> **Data under study**
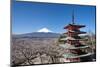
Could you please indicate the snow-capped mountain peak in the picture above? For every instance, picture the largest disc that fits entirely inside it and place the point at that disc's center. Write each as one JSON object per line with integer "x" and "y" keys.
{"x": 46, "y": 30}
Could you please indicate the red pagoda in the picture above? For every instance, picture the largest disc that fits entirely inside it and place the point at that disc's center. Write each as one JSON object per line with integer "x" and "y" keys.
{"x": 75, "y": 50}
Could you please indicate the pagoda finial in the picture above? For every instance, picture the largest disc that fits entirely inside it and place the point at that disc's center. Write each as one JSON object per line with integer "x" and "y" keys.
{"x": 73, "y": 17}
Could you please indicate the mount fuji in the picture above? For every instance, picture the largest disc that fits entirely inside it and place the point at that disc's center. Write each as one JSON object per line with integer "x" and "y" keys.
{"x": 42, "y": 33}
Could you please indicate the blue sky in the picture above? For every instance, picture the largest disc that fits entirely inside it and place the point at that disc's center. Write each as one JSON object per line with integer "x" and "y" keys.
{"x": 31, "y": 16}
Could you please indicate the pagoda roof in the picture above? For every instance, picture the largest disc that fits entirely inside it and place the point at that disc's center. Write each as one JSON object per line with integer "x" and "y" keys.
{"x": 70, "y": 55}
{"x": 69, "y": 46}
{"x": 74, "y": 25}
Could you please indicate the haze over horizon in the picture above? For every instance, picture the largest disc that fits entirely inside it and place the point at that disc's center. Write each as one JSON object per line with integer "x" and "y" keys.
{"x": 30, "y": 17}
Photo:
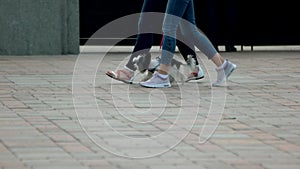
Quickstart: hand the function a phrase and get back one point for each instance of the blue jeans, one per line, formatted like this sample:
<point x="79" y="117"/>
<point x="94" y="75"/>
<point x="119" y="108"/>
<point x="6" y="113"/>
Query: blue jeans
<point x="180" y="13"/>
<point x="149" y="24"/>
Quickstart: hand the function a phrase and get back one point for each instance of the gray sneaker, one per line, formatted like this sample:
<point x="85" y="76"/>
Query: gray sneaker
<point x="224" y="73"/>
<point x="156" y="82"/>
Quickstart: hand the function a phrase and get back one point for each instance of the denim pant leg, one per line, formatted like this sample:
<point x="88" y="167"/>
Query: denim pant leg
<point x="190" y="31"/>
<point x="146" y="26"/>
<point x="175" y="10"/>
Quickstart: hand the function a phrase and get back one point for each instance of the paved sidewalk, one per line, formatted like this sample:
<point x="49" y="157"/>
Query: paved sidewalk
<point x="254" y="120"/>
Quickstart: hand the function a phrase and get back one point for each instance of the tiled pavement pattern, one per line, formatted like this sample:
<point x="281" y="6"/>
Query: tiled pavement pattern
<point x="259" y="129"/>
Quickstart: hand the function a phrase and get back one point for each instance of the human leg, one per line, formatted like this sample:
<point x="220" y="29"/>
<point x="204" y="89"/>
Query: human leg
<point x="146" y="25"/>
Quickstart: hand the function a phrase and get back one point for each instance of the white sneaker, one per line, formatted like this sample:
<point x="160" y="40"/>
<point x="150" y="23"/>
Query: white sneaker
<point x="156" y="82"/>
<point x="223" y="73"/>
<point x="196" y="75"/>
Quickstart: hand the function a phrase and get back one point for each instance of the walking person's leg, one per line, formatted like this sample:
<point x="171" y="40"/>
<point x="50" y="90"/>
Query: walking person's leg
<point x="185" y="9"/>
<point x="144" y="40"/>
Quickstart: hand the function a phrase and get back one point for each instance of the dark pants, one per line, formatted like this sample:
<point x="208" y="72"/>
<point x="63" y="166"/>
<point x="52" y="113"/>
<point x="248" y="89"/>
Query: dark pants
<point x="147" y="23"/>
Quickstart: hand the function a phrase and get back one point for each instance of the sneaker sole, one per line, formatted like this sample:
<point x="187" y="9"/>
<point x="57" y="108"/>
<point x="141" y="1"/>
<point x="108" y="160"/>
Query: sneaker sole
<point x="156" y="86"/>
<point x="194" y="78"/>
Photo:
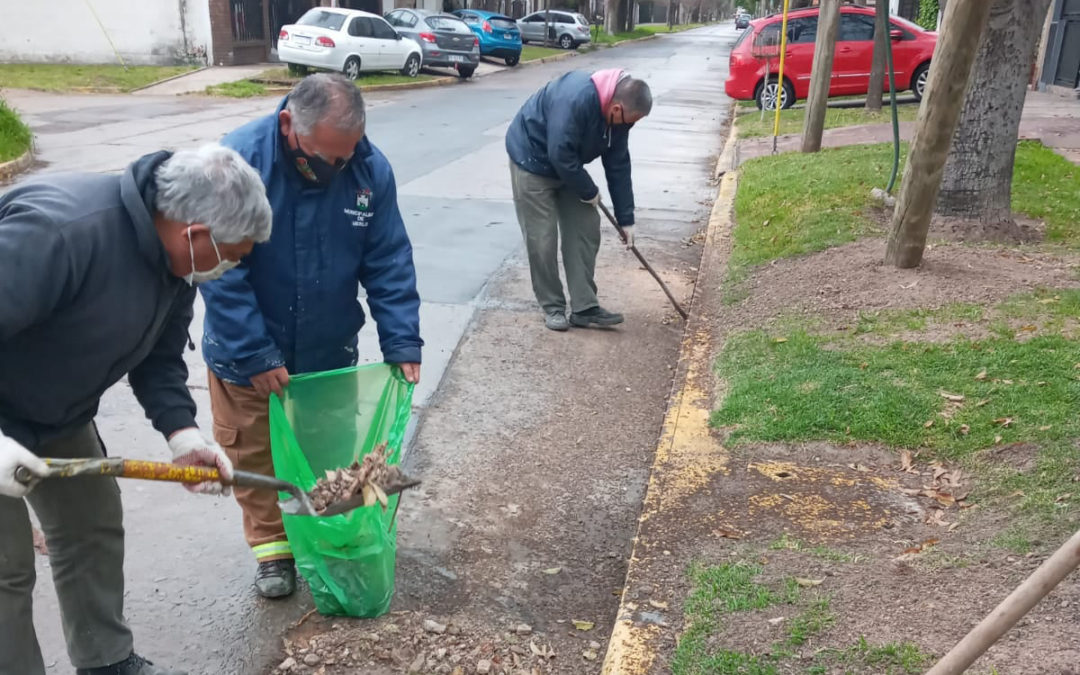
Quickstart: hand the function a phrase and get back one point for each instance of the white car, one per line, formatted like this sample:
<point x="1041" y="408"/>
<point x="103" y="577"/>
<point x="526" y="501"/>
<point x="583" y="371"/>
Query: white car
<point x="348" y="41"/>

==

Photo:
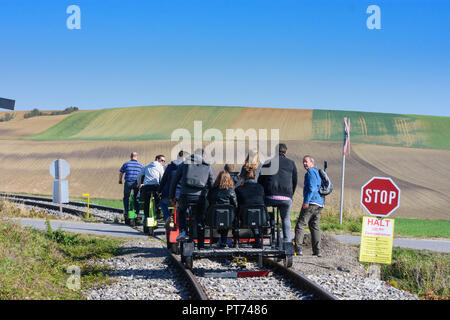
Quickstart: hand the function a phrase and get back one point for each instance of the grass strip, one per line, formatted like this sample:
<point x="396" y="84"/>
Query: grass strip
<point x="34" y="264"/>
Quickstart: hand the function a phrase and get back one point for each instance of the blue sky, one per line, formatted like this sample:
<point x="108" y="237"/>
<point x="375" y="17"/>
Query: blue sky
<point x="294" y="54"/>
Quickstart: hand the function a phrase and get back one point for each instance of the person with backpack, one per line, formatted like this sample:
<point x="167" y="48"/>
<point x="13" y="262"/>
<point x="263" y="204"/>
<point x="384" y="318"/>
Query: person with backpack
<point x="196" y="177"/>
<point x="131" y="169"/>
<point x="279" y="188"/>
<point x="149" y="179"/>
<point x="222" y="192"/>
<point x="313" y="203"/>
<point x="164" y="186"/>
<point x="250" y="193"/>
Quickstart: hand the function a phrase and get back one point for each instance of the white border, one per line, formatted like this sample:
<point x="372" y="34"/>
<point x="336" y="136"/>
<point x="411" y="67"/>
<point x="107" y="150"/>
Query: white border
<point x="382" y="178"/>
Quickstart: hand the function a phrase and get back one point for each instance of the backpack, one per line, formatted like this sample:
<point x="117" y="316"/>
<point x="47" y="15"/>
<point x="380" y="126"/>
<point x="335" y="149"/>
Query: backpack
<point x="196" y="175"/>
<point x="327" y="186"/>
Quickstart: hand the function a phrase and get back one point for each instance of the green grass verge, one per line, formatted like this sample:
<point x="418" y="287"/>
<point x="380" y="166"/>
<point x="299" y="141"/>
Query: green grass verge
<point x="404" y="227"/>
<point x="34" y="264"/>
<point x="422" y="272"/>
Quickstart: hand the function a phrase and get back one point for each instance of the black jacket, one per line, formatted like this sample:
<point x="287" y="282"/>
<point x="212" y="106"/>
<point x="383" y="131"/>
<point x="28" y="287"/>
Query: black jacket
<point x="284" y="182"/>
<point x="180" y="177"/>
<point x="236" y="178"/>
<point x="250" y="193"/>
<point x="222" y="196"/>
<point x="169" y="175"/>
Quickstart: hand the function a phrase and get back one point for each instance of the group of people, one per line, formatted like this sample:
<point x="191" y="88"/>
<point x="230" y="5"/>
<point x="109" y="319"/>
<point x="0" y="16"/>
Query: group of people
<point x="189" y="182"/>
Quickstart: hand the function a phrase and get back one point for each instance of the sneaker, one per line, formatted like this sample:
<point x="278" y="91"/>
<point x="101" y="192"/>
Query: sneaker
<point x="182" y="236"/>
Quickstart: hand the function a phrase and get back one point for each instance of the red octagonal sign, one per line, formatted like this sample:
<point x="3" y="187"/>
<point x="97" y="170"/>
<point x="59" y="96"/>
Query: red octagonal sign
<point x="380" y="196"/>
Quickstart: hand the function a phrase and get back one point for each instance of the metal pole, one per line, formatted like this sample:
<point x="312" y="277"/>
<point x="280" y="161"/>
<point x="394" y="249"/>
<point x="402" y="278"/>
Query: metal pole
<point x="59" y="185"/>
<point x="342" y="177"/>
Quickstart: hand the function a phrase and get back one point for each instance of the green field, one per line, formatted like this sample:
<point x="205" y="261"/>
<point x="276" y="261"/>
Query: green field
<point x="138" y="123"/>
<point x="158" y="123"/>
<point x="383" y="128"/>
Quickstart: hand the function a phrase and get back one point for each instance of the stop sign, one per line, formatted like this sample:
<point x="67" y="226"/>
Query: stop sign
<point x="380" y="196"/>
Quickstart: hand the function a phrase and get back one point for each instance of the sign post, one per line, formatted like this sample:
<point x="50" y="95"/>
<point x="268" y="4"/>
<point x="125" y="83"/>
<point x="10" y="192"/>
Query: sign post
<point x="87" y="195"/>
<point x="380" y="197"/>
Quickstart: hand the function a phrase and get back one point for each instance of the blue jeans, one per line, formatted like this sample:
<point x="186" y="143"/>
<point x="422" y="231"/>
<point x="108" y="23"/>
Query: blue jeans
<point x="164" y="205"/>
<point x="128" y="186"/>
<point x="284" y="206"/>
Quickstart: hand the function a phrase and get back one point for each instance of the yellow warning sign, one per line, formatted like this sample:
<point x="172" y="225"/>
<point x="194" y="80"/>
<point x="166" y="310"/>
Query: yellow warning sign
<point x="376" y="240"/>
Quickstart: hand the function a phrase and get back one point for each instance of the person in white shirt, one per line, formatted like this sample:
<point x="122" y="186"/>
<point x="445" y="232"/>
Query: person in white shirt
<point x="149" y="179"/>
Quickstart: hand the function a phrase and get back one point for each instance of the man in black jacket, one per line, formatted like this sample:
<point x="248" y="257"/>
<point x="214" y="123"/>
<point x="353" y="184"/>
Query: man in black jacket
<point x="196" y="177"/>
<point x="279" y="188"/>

> **What needs to be done**
Start with the line above that contains "the sneaker, one" and end with the line that contains "the red octagonal". Write out those lines exactly, and only those.

> **Result of this task**
Quickstart: hand the function a phrase and get back one point for each instance of the sneaker, one per line, formatted like this sample:
<point x="278" y="91"/>
<point x="101" y="192"/>
Query: sneaker
<point x="182" y="236"/>
Quickstart: hand the function a phrase and get back one point for each instance of the red octagonal sign, one per line, formatted like this sample:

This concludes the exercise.